§ **What the task asks**
Quote the entries below from the line with "Target: parked car" through the line with "139, row 245.", both ends included, and only those lines.

(Referring expression data)
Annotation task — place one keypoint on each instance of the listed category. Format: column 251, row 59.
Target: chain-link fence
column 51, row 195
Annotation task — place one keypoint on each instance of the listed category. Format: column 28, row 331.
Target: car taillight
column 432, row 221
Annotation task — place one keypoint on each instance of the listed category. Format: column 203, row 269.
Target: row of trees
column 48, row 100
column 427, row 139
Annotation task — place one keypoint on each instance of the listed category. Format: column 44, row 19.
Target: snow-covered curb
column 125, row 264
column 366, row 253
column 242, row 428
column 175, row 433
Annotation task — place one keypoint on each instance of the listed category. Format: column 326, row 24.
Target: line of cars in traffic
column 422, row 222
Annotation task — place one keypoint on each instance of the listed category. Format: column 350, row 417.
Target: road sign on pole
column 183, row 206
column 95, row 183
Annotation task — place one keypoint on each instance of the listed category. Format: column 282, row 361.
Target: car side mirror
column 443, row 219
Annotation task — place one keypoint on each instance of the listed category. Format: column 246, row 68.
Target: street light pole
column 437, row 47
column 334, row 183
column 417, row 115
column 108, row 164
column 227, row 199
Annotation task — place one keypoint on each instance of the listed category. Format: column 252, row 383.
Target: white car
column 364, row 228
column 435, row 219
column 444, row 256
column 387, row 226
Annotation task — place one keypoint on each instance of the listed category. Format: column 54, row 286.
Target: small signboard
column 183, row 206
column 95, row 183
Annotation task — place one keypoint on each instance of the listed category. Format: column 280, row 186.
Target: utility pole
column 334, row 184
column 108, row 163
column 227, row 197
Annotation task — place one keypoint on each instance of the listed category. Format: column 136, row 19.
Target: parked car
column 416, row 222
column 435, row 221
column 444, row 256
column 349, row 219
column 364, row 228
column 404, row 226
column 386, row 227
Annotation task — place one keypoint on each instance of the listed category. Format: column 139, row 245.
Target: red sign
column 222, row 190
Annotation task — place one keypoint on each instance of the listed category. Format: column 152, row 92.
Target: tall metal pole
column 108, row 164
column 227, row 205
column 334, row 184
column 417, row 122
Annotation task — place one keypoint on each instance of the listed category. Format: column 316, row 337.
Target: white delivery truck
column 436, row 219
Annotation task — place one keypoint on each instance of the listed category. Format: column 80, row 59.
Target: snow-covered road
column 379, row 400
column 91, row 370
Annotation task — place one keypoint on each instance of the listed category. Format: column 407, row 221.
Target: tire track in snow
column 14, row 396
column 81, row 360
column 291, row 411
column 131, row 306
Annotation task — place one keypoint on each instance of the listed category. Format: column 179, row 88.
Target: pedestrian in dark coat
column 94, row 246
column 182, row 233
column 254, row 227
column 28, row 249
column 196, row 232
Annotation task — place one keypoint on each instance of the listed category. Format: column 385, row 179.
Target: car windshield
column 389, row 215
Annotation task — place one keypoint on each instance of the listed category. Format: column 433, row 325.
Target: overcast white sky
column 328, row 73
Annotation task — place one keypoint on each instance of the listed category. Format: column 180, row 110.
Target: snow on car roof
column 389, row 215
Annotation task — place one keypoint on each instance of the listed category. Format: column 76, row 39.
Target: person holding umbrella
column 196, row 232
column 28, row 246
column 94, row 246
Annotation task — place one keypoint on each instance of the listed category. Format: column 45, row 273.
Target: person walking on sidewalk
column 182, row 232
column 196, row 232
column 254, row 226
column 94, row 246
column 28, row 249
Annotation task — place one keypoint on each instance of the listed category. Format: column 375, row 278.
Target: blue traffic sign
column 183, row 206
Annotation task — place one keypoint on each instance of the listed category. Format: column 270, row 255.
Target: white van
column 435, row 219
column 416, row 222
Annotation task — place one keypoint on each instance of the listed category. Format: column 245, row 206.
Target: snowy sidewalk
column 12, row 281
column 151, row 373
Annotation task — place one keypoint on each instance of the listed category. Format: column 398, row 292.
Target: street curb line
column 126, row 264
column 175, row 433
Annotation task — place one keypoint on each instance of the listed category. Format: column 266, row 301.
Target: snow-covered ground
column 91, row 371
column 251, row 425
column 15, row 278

§ **Problem solution**
Target: parked car
column 416, row 222
column 435, row 221
column 444, row 256
column 349, row 219
column 364, row 228
column 404, row 226
column 386, row 227
Annotation task — place one keypoint on each instance of the listed category. Format: column 139, row 245.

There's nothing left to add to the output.